Saved data entries:
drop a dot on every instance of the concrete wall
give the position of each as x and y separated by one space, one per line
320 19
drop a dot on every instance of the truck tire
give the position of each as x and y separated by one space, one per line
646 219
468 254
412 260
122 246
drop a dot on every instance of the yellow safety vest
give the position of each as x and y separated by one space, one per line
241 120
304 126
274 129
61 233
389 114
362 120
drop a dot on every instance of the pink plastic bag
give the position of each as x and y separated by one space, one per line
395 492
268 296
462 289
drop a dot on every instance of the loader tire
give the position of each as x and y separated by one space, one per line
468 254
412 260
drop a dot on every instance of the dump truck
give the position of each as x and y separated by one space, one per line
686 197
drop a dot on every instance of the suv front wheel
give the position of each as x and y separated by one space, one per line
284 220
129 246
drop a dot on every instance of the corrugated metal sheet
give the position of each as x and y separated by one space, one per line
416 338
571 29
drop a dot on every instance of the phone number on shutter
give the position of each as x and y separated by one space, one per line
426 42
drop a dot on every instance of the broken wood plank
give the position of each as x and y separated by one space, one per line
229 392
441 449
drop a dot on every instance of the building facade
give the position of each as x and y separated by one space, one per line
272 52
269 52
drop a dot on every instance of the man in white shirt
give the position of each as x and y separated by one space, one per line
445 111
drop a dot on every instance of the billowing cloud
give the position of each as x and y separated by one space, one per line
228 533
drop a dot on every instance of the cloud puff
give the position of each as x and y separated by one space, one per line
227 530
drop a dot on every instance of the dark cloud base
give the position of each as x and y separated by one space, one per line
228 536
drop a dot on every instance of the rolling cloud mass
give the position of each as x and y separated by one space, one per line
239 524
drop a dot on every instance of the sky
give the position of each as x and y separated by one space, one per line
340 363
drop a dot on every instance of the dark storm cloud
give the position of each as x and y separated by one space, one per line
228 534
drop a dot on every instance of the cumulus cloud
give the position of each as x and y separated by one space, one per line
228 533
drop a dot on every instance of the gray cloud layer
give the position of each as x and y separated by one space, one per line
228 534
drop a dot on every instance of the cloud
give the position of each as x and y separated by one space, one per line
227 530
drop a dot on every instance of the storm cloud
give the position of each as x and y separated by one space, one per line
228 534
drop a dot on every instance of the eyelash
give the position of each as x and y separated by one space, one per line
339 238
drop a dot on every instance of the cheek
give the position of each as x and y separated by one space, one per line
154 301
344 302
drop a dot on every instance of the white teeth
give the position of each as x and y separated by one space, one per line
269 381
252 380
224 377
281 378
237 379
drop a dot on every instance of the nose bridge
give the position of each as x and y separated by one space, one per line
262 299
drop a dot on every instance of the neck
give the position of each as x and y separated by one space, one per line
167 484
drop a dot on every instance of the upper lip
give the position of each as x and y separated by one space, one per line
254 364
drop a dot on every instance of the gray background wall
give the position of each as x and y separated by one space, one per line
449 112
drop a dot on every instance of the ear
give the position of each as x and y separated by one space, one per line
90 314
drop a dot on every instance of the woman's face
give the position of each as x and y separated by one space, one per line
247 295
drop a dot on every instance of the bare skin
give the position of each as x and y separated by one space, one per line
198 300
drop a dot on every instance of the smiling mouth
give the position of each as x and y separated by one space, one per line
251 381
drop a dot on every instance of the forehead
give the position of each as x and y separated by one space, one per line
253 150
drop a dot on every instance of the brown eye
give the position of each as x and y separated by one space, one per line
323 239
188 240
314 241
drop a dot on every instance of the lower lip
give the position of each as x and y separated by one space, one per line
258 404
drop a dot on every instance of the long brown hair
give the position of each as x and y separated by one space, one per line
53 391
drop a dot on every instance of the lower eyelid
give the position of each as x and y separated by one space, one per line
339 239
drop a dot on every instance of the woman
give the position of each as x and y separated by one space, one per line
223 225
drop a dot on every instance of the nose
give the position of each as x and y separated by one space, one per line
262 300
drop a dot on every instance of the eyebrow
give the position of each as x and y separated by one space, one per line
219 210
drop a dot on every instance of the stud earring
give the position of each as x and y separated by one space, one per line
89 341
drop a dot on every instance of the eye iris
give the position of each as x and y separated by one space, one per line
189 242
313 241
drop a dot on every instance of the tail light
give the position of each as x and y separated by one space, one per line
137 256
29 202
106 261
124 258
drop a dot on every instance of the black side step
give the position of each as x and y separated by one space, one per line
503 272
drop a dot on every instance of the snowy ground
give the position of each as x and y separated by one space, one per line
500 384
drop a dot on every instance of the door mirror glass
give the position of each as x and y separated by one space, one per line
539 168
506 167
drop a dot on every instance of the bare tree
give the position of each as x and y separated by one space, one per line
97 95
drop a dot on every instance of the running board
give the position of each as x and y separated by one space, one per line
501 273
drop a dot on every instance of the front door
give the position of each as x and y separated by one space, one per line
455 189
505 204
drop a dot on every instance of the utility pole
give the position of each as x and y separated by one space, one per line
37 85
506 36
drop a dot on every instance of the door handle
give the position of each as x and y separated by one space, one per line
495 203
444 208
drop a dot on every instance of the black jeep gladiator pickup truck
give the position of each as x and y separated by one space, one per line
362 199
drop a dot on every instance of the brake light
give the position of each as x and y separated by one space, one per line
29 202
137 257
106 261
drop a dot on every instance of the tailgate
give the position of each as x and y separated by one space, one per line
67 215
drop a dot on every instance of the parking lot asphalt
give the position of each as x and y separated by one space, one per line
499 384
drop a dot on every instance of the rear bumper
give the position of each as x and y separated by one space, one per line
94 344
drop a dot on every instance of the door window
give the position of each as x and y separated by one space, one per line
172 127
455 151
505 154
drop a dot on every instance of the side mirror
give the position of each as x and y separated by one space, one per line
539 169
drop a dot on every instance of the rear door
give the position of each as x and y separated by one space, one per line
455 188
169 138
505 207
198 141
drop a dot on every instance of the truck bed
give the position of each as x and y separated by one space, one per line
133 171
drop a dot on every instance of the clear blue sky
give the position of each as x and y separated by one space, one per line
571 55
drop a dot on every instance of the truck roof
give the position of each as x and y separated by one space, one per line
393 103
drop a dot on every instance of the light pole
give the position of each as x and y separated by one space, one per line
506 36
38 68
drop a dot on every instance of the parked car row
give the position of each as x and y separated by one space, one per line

AIM: Output, unchanged, the lines from the line with "drop a dot on every instance of the truck bed" through the final line of the material.

EXERCISE SOLUTION:
drop a dot on every instance of the truck bed
give the position of each as x and y separated by one space, one per line
133 171
drop a dot on every instance of the clear blue sky
give the position of each as x and y separated by one space, one per line
571 55
drop a dot on every instance of the truck roof
give the position of each as x and y separated by one space, one per line
393 103
drop a dot on every instance of the light pole
give the position of each as x and y separated by one space, one per line
506 36
38 68
drop a dot on every instance of the parked car row
give the position of each as x and y separated by one space, one per line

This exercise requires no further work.